-- Exercise text follows --
San Diego AI, ML and Computer Vision Meetup - December 4, 2025
Dec 4, 2025
5:30 - 8:30 PM
Hilton San Diego Bayfront
(Across the street from NeurIPS)
Elevation Room
1 Park Blvd
San Diego, CA
Speakers
About this event
Join the Meetup to hear talks from experts on cutting-edge topics across AI, ML, and computer vision.
Schedule
Extending RT-DETR for Line-Based Object Detection: Paddle Spine Estimation in Pickleball Serve Analysis
We present a modified vision transformer–based detection model for estimating the spine line of a pickleball paddle from video data, developed to support automated serve legality analysis and motion coaching. Building on the RT-DETR architecture, we reformulated the detection head to predict two keypoints representing the endpoints of the paddle’s longitudinal axis rather than a bounding box, enabling a general framework for regressing an arbitrary number of vertices defining lines or polygons. To facilitate stable training, we defined a loss combining a line-IoU term with a cosine-angle regularizer that enforces geometric consistency between predicted and ground-truth orientations. Dataset curation and qualitative validation were performed using FiftyOne, allowing visual inspection of data diversity pre-training and model quality post-training. The model was trained and deployed end-to-end on the EyePop.ai platform, which provided data management, training orchestration, and model hosting for seamless integration into a third-party application performing real-time serve evaluation and feedback.
Visual Agents: What it takes to build an agent that can navigate GUIs like humans
We’ll examine conceptual frameworks, potential applications, and future directions of technologies that can “see” and “act” with increasing independence. The discussion will touch on both current limitations and promising horizons in this evolving field.
-- Exercise text concluded --
-- Provided data follows --
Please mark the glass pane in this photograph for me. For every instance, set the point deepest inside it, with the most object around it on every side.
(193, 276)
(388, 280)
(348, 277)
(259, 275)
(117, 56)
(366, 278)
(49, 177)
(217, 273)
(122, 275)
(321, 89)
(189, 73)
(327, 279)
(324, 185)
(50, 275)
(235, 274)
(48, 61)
-- Provided data concluded --
## Assignment 1
Sum up the meetup announcement in two sentences.
## Assignment 2
Carry on the meetup announcement from where it stops.

## Response area 1
The San Diego AI, ML and Computer Vision Meetup is set for December 4, 2025, from 5:30 to 8:30 PM in the Elevation Room of the Hilton San Diego Bayfront, across the street from NeurIPS. Its schedule includes a talk on extending RT-DETR to estimate a pickleball paddle's spine line from video for serve analysis, and a talk on visual agents that can navigate GUIs like humans.

## Response area 2
Edge AI for Biofluid Analysis
This talk, “Edge AI for Biofluid Analysis”, explores how compact neural networks running on low-power devices can detect and classify biological materials — from salt crystals in sweat, cell types in saliva, sperm motility and morphology, to particle counting — using affordable research-grade microscopes along with accessible hardware; such as a Raspberry Pi, microcontrollers, AI accelerators & FPGAs. The talk will demonstrate that meaningful bioanalysis can occur entirely at the edge, lowering costs, protecting privacy, and opening the door to new home-diagnostic and health-monitoring tools.
Structured Zero-Shot Vision-Based LLM Grounding for Driving Video Reasoning
Grounding large language models (LLMs) for post-hoc dash-cam video analysis is challenging due to their lack of domain-specific inductive biases and structured reasoning. I will present iFinder, a modular, training-free framework that decouples perception from reasoning by converting dash-cam videos into hierarchical, interpretable data structures.
Using pretrained vision models and a three-block prompting strategy, iFinder enables step-wise, grounded reasoning. Evaluations on four public benchmarks show up to 39% improvement in accident reasoning accuracy, demonstrating interpretable and reliable performance over end-to-end V-VLMs.